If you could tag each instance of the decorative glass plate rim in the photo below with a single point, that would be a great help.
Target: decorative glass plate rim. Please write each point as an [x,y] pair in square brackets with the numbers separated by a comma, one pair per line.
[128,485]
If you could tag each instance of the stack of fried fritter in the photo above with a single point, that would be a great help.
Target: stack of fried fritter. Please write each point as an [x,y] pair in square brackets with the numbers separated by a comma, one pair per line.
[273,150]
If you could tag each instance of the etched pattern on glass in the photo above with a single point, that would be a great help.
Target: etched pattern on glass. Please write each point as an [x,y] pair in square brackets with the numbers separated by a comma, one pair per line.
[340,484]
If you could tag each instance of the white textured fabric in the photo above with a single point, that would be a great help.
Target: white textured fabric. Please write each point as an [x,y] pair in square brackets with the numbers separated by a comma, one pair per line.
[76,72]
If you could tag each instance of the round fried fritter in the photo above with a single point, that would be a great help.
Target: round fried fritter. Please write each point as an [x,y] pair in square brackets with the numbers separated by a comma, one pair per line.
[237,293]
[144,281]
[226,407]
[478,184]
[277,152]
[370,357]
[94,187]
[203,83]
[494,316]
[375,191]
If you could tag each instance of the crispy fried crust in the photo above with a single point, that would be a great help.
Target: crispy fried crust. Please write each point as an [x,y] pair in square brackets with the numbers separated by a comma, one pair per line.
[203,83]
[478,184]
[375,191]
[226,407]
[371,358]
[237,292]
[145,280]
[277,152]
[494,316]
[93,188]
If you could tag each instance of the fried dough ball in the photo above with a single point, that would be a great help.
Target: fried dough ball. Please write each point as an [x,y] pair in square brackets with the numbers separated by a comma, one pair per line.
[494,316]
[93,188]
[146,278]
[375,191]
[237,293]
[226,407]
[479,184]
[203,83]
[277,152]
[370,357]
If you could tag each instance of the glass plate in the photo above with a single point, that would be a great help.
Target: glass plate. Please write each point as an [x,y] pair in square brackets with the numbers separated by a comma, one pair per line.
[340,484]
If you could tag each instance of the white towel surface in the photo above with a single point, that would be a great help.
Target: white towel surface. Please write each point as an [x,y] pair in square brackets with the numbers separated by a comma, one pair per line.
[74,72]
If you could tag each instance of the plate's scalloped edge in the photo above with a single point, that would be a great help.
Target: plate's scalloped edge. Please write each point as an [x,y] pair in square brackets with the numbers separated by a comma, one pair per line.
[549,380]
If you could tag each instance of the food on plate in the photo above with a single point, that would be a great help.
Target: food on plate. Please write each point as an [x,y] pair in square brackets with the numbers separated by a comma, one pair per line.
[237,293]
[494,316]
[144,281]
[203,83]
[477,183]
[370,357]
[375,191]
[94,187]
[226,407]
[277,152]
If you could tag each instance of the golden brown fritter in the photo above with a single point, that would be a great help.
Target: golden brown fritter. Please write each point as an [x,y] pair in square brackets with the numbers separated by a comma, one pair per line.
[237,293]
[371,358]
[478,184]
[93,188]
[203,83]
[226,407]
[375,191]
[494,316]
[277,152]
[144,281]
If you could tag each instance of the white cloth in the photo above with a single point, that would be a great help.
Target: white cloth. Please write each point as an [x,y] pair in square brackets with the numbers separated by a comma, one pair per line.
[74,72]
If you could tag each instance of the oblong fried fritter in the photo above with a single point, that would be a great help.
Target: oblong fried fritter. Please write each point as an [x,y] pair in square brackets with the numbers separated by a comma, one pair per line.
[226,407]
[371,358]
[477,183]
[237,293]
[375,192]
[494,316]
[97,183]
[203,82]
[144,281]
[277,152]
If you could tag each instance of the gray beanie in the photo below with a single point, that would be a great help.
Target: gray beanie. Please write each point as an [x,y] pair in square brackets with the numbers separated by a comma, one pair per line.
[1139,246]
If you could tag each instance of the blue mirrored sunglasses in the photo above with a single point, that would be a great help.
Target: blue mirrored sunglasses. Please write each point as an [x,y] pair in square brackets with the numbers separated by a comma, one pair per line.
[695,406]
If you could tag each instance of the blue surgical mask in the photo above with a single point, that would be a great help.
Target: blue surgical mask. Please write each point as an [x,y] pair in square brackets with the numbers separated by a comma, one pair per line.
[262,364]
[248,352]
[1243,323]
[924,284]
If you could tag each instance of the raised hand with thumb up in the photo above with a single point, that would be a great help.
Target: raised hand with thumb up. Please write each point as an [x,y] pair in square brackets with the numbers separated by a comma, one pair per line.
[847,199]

=-=-=

Copy out the records above word for word, starting at the line that contains "If you could tag each instance of the golden" and ending at the last line of the records, with both ends included.

If you could tag each instance of the golden brown fritter in the photo above with a single point, that would be a great help.
Target: golden brown fritter. Please write each point as an [x,y] pair in square brackets with the numbers separated by a comma, one pair per line.
[237,293]
[371,358]
[478,184]
[93,188]
[203,83]
[226,407]
[375,191]
[494,316]
[277,152]
[144,281]
If you could tag each instance of the white cloth in the photo above with a single point, that would be a great help.
Target: white cloth. Please write each point as an [x,y] pair in square brackets with the numbers separated by a comma, one pair per line.
[74,72]
If you could tag each instance of the oblong fried fritter in the photo above with a single point, that would be a great help.
Target: oblong fried fritter. Please write each point as an [x,y] pair in square brackets with the numbers separated by a comma, one pair per line.
[226,407]
[371,358]
[477,183]
[237,293]
[375,192]
[494,316]
[97,183]
[203,82]
[144,281]
[277,152]
If you could tag each instance of the gray beanie in the photo below with a single point, that would be a great help.
Target: gray beanie. Please write each point as an [x,y] pair in square brackets with the numbers separated by a comma, one pair per line.
[1139,246]
If you could tag each instance of the blue mirrored sunglasses in the photo above with a single point, that would be a great help.
Target: blue mirrored sunglasses. Please write each point as an [x,y] pair in square brackets with the numbers separated by a comma, one pair per line.
[695,406]
If you could tag each instance of the blue surgical mask in the photo above with a single point, that would be a great help.
Target: blue surgical mask. Please write each point as an [x,y] pair in square brackets with the numbers separated by a comma, one pair per line.
[262,364]
[248,352]
[1243,323]
[924,284]
If you could tag each instance of the raised hand with thumb up in the photo above with a single point, that would be a great help.
Target: raised hand with thumb up. Please write each point as an [x,y] pair in square brackets with the numbers separated by a comma, one pair per line.
[847,199]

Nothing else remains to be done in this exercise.